**ESTRATTO:**

◇ ◇ ◇ ◇

Sarà perciò nuovamente necessario sottoscrivere accordi individuali con i lavoratori che intendano fruire del lavoro agile, al fine di definire tutte le modalità per rendere la prestazione lavorativa.
Accordo tra le parti per lo smart working
È, infatti, con l’accordo che le parti (datore di lavoro e lavoratore) definiscono tutte le caratteristiche della prestazione smart.
L’accordo dovrà prevedere:
- la sua durata (a tempo determinato o indeterminato), con l’indicazione delle giornate “smart” (numero di giornate al mese ovvero giorno/i fisso/i alla settimana) e delle ipotesi di “giustificato motivo” che consentano alle parti di recedere dall’accordo senza preavviso;
- le indicazioni circa le modalità di richiesta, da parte del lavoratore, degli istituti contrattuali più comuni (malattia, ferie, permessi, straordinario, ecc.);
- le prescrizioni per quanto attiene al luogo che verrà deputato, dal lavoratore, quale spazio dedicato a rendere la prestazione lavorativa. In particolare, andranno indicati i requisiti minimi di idoneità dei locali adibiti ad attività lavorativa;
- le modalità e le tempistiche per richiamare il lavoratore in azienda qualora se ne ravvisi la necessità. In particolare, dovrà essere indicato il preavviso da fornire al lavoratore perché si possa organizzare per rendere la prestazione in azienda;
- le modalità con le quali verranno forniti gli obiettivi periodici richiesti durante la prestazione resa al di fuori dei locali aziendali;
- la strumentazione tecnologica fornita al lavoratore per rendere la prestazione e le relative misure tecniche e organizzative necessarie per assicurare la disconnessione dagli stessi una volta terminata l’attività lavorativa;
- le modalità di esercizio del potere di controllo del datore di lavoro sulla prestazione resa dal lavoratore all’esterno dei locali aziendali nel rispetto di quanto disposto dall’articolo 4 della Legge 20 maggio 1970, n. 300;
- le condotte, connesse all’esecuzione della prestazione all’esterno dei locali aziendali, che possono dar luogo all’applicazione di sanzioni disciplinari;
- una completa informativa sui rischi per la salute e la sicurezza del lavoratore, con un puntuale programma di formazione e informazione relativo all’organizzazione degli spazi e dei tempi per la salvaguardia della salute fisica e psicofisica dei dipendenti. Ciò in quanto il datore di lavoro rimane, anche durante il periodo di lavoro smart, responsabile della sicurezza e del buon funzionamento degli strumenti tecnologici assegnati al lavoratore.

◇ ◇ ◇ ◇

**DATI:**
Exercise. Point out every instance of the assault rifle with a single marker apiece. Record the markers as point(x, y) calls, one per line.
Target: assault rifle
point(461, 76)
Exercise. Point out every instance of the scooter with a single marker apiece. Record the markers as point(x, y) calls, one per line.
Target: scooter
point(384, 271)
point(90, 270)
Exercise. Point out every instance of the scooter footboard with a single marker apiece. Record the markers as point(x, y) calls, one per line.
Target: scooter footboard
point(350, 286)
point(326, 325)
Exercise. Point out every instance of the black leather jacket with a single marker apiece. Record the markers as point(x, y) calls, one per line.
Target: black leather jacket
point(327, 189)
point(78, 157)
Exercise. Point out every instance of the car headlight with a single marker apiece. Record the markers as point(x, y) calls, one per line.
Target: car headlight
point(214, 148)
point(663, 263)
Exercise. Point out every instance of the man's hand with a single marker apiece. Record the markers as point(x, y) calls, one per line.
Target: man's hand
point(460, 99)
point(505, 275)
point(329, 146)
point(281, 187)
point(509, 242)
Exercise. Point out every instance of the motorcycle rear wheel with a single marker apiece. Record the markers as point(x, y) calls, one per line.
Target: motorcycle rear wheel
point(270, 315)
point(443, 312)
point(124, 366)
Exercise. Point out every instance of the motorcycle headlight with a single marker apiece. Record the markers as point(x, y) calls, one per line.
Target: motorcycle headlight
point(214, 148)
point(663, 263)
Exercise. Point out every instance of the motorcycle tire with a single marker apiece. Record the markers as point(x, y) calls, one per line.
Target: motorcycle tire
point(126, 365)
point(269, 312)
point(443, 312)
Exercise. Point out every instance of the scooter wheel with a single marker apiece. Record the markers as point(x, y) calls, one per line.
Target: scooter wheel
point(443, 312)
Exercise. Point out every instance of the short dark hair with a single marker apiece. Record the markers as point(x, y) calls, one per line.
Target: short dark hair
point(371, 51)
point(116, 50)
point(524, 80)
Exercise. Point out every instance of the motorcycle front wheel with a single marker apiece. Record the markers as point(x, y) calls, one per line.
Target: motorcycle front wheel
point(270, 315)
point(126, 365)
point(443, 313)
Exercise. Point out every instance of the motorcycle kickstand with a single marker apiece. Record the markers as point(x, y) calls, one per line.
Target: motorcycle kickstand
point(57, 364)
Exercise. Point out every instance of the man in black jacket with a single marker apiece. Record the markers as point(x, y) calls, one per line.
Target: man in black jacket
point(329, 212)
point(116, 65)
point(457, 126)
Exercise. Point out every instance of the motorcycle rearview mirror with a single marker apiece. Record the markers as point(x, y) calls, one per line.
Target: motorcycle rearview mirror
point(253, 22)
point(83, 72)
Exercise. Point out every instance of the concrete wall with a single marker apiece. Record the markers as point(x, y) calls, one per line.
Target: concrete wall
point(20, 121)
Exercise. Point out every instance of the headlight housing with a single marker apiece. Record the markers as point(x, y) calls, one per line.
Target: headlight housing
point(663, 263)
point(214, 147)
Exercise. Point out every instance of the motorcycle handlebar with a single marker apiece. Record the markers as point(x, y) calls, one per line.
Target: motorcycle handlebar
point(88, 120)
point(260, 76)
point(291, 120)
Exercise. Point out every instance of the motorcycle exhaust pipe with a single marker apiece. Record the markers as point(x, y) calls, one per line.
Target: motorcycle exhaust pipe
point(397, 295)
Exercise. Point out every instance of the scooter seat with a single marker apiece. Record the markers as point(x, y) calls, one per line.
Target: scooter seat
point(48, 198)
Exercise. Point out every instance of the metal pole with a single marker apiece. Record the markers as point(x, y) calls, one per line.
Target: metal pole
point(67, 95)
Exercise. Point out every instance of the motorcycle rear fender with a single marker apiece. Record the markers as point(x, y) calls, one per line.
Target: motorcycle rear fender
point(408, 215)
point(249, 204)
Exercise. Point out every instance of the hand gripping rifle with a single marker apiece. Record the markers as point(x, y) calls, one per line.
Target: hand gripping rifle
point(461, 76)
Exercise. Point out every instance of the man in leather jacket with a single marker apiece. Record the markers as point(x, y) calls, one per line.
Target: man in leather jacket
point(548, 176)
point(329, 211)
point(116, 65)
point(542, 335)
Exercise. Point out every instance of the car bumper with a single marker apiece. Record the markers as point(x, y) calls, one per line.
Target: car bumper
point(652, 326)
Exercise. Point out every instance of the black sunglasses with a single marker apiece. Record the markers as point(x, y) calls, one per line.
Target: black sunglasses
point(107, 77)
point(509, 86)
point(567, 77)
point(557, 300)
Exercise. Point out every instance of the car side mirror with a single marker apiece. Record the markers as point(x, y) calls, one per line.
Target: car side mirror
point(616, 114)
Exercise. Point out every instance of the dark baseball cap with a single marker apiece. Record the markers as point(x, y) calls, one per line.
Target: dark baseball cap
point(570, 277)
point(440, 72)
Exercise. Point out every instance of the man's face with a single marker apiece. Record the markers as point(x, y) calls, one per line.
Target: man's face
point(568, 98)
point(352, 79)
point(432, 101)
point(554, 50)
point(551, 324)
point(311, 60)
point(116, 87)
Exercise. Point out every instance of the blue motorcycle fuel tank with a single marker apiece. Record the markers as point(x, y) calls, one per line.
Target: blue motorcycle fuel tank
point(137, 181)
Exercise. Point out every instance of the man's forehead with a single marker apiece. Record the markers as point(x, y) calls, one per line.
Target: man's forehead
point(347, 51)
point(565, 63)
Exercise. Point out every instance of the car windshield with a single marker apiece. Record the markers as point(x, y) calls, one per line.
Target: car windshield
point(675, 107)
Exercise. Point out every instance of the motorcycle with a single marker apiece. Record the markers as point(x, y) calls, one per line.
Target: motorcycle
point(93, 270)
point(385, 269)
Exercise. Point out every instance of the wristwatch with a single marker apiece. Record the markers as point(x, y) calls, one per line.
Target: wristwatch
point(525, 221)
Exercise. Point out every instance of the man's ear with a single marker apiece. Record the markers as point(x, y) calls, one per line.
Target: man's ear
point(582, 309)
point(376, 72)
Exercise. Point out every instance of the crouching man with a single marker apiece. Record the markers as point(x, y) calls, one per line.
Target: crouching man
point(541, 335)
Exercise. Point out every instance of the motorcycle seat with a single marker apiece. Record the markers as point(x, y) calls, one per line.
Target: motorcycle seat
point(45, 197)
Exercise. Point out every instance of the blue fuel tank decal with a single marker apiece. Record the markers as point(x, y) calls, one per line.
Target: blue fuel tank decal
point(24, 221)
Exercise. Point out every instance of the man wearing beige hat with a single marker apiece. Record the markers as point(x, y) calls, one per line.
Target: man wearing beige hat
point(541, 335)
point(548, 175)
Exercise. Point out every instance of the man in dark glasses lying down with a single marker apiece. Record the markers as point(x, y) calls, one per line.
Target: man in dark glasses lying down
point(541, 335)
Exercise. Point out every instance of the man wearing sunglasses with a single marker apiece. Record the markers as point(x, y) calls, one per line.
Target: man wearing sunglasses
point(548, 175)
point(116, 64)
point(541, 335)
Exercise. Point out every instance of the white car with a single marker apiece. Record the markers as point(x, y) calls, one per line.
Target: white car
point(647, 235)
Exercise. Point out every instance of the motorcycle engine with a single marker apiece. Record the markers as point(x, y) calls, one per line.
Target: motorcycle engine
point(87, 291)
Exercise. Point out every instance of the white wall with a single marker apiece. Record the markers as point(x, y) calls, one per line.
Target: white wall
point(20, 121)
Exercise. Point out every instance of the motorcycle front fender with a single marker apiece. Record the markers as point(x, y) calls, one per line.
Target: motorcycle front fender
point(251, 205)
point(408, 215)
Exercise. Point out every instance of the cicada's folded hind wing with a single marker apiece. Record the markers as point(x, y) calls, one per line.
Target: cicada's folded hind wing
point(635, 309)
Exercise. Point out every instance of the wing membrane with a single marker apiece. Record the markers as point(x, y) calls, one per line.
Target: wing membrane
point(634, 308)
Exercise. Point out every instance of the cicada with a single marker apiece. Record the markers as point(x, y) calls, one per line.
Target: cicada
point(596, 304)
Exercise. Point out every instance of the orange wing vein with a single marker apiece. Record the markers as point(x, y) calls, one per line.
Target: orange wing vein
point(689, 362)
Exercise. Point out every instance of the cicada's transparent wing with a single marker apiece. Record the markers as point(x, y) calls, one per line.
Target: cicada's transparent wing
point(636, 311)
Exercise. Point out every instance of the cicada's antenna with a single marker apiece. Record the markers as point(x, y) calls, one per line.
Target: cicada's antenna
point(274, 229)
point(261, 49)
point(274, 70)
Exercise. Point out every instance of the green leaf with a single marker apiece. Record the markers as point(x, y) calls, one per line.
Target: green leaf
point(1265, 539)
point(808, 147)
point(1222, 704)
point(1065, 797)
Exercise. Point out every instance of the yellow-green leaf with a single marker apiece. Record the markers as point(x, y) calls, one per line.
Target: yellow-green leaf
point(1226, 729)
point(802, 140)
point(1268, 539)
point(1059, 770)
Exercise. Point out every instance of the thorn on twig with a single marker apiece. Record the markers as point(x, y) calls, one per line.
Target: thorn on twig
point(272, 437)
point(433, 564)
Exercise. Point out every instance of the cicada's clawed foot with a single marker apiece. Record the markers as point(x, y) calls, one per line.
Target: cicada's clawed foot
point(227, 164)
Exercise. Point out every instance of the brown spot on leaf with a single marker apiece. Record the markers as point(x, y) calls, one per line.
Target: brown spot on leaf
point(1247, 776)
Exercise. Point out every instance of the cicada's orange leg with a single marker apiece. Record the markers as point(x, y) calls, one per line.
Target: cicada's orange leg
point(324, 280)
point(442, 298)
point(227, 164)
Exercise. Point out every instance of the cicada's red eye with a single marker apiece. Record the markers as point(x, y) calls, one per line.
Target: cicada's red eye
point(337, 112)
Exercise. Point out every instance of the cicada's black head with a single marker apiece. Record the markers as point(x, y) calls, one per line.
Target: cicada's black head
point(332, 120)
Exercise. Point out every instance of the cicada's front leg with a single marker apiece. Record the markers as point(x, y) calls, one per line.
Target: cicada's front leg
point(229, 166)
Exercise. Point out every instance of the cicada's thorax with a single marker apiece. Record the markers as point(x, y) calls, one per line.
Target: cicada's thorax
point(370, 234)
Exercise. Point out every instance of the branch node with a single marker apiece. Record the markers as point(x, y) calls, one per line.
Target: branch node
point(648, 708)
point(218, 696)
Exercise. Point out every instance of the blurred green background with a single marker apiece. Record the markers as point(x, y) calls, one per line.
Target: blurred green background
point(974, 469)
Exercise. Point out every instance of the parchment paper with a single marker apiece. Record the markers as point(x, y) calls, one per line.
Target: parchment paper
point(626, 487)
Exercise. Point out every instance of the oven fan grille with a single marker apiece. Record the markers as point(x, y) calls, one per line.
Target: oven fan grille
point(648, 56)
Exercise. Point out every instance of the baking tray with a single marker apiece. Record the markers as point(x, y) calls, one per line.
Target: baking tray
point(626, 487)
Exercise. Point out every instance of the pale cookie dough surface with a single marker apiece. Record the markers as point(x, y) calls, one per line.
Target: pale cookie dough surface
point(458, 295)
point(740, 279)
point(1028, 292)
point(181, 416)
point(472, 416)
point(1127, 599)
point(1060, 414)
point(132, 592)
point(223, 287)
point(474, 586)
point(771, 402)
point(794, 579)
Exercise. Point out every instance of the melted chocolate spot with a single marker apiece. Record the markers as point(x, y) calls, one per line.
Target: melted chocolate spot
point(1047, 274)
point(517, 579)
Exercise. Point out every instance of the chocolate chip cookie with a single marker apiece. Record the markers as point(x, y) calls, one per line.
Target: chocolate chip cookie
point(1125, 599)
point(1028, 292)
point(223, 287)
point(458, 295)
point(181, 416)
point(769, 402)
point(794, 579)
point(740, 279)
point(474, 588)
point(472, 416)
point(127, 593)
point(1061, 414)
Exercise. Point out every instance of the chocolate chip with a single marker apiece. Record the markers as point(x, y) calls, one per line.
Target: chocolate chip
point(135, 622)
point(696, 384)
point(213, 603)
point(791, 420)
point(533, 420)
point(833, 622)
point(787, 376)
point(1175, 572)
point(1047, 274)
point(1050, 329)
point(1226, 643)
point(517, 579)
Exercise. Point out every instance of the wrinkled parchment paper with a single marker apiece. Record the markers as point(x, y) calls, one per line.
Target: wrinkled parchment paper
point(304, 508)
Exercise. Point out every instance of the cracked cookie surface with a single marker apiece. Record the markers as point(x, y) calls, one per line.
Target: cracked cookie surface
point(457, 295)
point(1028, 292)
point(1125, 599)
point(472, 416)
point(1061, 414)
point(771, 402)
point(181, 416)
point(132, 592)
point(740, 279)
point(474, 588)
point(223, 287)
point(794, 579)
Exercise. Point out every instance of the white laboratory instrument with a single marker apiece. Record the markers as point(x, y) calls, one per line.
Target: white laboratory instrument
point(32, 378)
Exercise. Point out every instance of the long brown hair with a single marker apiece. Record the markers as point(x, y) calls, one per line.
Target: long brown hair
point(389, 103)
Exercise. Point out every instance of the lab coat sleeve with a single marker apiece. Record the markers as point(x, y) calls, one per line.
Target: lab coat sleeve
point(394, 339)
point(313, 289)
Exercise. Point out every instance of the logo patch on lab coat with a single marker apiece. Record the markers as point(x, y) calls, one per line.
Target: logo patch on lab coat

◇ ◇ ◇ ◇

**DA FARE 1:** Riscrivi in forma più breve il punto dell'estratto che comincia con «una completa informativa sui rischi», mantenendone i fatti principali.
**DA FARE 2:**
Rispondi alle seguenti domande sull'estratto, una per riga:
(a) Chi sono le parti che definiscono l'accordo?
(b) In che modo si possono indicare le giornate "smart"?
(c) Quale norma va rispettata nell'esercizio del potere di controllo del datore di lavoro?
**DA FARE 3:** Scrivi il seguito del testo sull'accordo per lo smart working, partendo dopo la sua ultima frase.
Il materiale non ha alcun ruolo in questo lavoro.

**RISPOSTA SCRITTA 1:** L'accordo deve contenere un'informativa completa sui rischi per la salute e la sicurezza del lavoratore. Deve contenere anche un programma di formazione e informazione sull'organizzazione di spazi e tempi, per tutelare la salute fisica e psicofisica dei dipendenti. Il datore di lavoro, infatti, resta responsabile anche durante il lavoro smart della sicurezza e del buon funzionamento degli strumenti tecnologici assegnati.

**RISPOSTA SCRITTA 2:**
(a) Il datore di lavoro e il lavoratore.
(b) Con il numero di giornate al mese oppure con uno o più giorni fissi alla settimana.
(c) L'articolo 4 della Legge 20 maggio 1970, n. 300.

**RISPOSTA SCRITTA 3:**
Oltre alla stipulazione dell’accordo individuale, risulterà opportuno predisporre adeguate policy aziendali che regolamentino l’utilizzo degli strumenti di lavoro e dei sistemi informatici nonché specifici regolamenti disciplinari che individuino per tutta la popolazione aziendale le condotte sanzionabili e le concrete modalità di controllo da parte del datore di lavoro.
Non solo.
In conclusione
In aggiunta alla necessità di rientrare nei binari formali di cui alla Legge 81/2017, con il superamento della fase emergenziale occorrerà fare in modo che lo smart working (che da più voci è stato definito, nella modalità di gestione della fase emergenziale, come un vero e proprio “home working”) recuperi lo spirito e le finalità originarie volte all’incremento della competitività e ad una maggiore possibilità di conciliazione dei tempi di vita e di lavoro.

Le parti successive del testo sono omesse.